• _EXERCISES_
a - Answer these questions using the passage about Ruger's SR-1911:
(i) Which Ruger product manager supplied the detailed information?
(ii) How long did Ruger take to go from a blank sheet of paper to a pistol?
(iii) What size and material of gun did shooters say they wanted?
b - Quote the passage about Ruger's SR-1911 from "Dissecting the Ruger would be" up to and including "shooters and sellers.".

• _SOURCE_
══════
My formative pistol years (the “age of darkness,” as Metcalf calls it), were spent shooting striker-fired DAO autos with polymer frames. I was certainly familiar with 1911s, like most shooters on the planet. Heck, I even own a couple today. But I don’t hang a halo around the 1911, because, after all, it’s just a pistol, one whose design is more than 100 years old.
Dissecting the Ruger would be a team effort. I leaned on Metcalf’s encyclopedic knowledge of the 1911 for historical perspective (he was, after all, a history professor) and one of Ruger’s product managers, Mark Gurney, for the dirty details.
The Sum of Its Parts
There are several things to like about Ruger’s SR-1911—new materials, new manufacturing processes and a very affordable price. Gurney told us the idea had been batted around for decades, but Ruger only got really serious about things a year ago and went from a blank sheet of paper to a pistol in less than a year.
It is a simple and—if you’re of the “less is more” school—elegant rendering. The end product, from the start, was determined by shooters and sellers.
“If you let aficionados design a pistol, you end up with something few can afford,” Gurney says. “Our pistol product manager Kurt Hindle traveled the country talking to distributors and dealers about what really sells and to shooters about what they wanted.”
Shooters wanted a full-size, five-inch gun in stainless steel with a few upgrades that have become the norm on even basic 1911s. The Ruger SR-1911 does not have scaled slide serrations or grooves on top. It is not melted, chopped or otherwise abbreviated. The guts are a return to basics, with one exception.
══════
(Rows from a pointing dataset)
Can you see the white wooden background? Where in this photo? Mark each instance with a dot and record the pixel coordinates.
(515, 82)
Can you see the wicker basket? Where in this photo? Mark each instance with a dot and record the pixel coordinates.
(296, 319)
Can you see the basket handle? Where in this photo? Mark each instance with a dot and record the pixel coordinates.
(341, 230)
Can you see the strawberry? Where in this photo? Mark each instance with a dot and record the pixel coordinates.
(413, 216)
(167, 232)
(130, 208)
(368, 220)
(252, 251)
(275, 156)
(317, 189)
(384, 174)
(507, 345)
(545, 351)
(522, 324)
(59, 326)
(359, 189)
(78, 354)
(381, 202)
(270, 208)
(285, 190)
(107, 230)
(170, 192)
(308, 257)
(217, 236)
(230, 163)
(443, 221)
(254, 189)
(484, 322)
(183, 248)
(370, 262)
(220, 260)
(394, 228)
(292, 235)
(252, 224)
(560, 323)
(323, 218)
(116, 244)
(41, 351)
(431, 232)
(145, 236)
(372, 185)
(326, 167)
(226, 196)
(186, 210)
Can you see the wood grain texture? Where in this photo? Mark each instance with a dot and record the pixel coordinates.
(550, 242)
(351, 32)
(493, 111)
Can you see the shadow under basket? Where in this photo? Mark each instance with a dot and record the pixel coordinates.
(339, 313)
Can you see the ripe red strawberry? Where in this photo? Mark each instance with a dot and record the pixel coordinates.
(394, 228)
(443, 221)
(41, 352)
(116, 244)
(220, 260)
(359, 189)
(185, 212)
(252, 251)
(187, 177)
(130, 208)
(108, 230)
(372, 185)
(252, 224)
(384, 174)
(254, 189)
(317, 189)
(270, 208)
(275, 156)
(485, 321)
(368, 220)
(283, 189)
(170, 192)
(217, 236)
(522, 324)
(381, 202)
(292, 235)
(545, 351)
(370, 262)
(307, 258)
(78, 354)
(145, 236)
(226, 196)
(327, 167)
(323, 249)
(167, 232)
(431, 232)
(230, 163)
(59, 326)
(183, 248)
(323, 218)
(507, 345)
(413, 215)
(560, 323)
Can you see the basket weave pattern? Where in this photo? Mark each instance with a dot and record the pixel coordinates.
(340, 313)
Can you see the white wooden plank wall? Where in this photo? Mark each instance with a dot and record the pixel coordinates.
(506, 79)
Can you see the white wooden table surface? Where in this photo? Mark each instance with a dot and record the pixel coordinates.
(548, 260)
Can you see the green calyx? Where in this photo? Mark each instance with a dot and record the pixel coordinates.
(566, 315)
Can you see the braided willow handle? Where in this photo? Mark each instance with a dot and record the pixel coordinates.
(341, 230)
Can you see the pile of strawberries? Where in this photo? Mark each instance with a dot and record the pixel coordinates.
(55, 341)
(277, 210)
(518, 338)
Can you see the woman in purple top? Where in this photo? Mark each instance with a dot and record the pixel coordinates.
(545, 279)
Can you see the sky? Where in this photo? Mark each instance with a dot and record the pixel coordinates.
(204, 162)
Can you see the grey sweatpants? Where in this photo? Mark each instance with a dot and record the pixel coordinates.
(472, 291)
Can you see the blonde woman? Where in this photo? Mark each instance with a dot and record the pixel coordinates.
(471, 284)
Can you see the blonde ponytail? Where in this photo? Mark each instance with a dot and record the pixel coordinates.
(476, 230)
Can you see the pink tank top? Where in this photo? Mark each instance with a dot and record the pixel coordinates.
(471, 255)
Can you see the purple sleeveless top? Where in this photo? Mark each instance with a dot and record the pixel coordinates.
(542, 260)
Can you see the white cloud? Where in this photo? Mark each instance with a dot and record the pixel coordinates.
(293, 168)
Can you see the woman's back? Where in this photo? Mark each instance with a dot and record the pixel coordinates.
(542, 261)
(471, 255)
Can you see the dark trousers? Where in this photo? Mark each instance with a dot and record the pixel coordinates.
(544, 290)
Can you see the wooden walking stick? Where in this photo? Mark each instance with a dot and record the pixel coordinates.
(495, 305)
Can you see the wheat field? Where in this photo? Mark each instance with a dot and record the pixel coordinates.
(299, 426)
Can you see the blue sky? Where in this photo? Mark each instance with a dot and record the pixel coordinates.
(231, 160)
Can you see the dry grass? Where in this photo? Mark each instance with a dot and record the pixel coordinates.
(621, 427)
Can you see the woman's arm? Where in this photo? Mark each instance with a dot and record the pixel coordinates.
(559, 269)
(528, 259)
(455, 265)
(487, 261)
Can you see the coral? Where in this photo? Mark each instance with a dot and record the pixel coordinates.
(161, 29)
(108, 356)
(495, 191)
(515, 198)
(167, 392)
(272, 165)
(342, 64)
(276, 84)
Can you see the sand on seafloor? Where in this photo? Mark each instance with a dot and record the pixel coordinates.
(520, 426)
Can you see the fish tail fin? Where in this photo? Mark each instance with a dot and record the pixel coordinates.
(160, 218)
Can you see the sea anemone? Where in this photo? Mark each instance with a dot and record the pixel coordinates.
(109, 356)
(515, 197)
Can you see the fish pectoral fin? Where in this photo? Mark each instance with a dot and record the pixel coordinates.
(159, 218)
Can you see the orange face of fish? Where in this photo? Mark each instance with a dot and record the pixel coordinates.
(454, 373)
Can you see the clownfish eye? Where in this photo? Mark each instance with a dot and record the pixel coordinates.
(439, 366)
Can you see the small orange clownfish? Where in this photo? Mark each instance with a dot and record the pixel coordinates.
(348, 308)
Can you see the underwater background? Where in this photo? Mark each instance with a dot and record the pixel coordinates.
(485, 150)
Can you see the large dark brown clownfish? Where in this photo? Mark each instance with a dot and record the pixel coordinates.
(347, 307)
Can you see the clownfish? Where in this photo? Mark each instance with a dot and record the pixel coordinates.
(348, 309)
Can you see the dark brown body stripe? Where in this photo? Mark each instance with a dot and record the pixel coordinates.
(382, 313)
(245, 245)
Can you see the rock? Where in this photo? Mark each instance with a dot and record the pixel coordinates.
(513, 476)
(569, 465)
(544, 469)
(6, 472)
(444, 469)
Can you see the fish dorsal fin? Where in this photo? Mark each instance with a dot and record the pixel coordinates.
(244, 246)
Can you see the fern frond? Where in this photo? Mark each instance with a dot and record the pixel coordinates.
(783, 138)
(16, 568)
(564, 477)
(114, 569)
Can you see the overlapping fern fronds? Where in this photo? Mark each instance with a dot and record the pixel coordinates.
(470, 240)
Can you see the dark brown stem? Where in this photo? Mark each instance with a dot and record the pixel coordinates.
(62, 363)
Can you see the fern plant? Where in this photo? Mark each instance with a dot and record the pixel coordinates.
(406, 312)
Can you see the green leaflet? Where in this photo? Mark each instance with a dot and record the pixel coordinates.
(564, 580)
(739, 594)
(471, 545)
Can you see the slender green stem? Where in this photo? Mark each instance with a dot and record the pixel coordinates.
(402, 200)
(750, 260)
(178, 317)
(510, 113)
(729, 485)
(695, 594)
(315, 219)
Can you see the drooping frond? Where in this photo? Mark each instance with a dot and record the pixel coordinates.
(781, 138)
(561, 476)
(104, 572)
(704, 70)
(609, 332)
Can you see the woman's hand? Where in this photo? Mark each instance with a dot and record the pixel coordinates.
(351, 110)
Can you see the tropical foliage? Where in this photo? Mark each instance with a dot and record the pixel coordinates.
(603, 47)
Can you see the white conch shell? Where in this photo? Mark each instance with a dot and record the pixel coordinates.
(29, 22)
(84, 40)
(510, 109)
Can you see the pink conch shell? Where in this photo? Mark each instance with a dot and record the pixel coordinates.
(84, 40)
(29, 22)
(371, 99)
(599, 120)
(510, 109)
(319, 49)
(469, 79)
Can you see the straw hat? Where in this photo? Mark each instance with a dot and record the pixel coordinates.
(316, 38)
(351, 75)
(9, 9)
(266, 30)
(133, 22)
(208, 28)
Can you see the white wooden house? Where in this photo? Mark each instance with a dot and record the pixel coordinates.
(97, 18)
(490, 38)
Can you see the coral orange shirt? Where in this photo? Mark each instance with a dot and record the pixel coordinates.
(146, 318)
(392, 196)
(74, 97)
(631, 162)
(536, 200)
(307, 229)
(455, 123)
══════
• _ANSWERS TO THE EXERCISE_
a -
(i) Mark Gurney
(ii) Less than a year
(iii) A full-size, five-inch gun in stainless steel

b -
Dissecting the Ruger would be a team effort. I leaned on Metcalf’s encyclopedic knowledge of the 1911 for historical perspective (he was, after all, a history professor) and one of Ruger’s product managers, Mark Gurney, for the dirty details.
The Sum of Its Parts
There are several things to like about Ruger’s SR-1911—new materials, new manufacturing processes and a very affordable price. Gurney told us the idea had been batted around for decades, but Ruger only got really serious about things a year ago and went from a blank sheet of paper to a pistol in less than a year.
It is a simple and—if you’re of the “less is more” school—elegant rendering. The end product, from the start, was determined by shooters and sellers.